YOUR GOAL: Rewrite every line from the line containing "If you could point at the arid" through the line containing "Target: white sandy ground" in full. Scale each answer coordinate by 0.85 and round to a whole number, rounding halves up, but leave the sample coordinates that follow each instruction unchanged.

____ TASK DATA

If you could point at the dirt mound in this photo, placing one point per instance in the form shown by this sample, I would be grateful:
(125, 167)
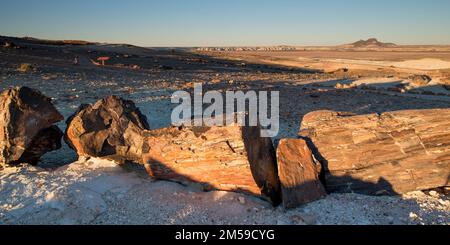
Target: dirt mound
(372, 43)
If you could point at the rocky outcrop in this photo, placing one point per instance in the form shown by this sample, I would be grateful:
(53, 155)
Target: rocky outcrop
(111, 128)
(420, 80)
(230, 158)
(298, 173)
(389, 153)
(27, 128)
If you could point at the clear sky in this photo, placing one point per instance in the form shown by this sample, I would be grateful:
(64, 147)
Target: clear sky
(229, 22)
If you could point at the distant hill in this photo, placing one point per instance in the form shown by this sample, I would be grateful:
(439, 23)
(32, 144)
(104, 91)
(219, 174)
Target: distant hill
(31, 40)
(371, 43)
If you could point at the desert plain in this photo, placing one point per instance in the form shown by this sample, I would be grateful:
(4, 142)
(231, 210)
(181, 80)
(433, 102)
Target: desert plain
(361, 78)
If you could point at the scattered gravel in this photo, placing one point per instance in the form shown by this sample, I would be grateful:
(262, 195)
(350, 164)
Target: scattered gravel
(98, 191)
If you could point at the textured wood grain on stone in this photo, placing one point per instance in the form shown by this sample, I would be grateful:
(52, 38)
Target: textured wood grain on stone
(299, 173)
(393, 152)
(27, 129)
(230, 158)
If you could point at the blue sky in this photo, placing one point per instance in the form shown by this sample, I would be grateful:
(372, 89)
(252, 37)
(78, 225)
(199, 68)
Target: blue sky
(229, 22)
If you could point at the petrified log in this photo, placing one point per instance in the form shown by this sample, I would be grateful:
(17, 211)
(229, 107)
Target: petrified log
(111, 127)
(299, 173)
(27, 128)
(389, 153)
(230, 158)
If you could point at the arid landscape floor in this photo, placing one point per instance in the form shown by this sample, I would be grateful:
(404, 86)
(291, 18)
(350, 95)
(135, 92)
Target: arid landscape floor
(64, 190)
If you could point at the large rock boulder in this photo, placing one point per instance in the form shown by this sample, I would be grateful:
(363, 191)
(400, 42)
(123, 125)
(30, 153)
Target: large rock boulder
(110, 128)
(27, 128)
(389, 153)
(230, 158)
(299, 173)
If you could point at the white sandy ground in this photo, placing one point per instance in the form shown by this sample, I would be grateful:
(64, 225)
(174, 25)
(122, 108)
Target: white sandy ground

________
____ TASK DATA

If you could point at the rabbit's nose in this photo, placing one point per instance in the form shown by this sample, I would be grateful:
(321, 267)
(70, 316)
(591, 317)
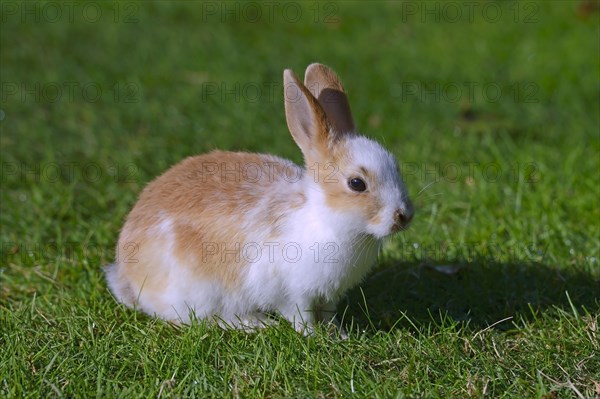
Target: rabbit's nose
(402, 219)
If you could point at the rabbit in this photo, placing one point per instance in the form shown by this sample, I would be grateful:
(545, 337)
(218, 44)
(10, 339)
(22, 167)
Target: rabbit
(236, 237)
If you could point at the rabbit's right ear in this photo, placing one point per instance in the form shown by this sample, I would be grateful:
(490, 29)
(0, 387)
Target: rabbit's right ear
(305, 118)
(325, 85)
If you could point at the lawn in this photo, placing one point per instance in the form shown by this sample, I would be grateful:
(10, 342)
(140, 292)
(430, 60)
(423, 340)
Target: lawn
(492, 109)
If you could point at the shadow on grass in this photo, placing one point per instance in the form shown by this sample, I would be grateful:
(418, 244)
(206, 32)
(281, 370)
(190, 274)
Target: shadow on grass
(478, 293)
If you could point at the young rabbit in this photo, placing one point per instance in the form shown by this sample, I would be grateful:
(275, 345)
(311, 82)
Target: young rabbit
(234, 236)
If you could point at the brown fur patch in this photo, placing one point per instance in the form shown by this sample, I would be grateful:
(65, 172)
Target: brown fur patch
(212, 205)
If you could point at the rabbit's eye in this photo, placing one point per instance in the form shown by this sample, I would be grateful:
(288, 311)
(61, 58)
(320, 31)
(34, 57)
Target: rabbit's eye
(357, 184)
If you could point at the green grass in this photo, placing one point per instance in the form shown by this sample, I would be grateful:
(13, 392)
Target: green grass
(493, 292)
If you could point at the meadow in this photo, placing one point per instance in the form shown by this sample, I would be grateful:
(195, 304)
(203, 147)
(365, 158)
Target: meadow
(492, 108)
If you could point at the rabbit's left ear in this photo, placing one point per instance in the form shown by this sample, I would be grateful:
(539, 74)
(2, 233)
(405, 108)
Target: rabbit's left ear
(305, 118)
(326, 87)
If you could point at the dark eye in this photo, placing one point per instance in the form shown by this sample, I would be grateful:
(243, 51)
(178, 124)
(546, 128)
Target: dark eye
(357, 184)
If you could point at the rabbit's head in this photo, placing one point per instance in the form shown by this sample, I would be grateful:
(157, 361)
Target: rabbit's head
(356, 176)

________
____ TASK DATA

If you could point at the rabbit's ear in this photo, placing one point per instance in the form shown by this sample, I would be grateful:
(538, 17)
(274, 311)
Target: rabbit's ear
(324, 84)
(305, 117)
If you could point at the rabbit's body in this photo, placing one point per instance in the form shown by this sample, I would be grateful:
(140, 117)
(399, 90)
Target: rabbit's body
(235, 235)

________

REPLY TO THE TASK:
If you could point at the arid landscape floor in this photo, placing one point per instance in the form shown by this sample, I would be grateful:
(404, 86)
(291, 18)
(350, 95)
(135, 92)
Target: arid landscape floor
(54, 162)
If you could point at the large rock boulder in this photo, placing one point per instance in the form shown by this sample, I would be grateful:
(363, 191)
(400, 42)
(123, 125)
(30, 153)
Target: large rock boulder
(94, 109)
(23, 109)
(331, 130)
(196, 134)
(254, 147)
If you could point at the white sandy ground in this photo, placing one point per instance in the form shown by this sample, I would be grateful:
(64, 225)
(174, 25)
(122, 108)
Target: white sandy ground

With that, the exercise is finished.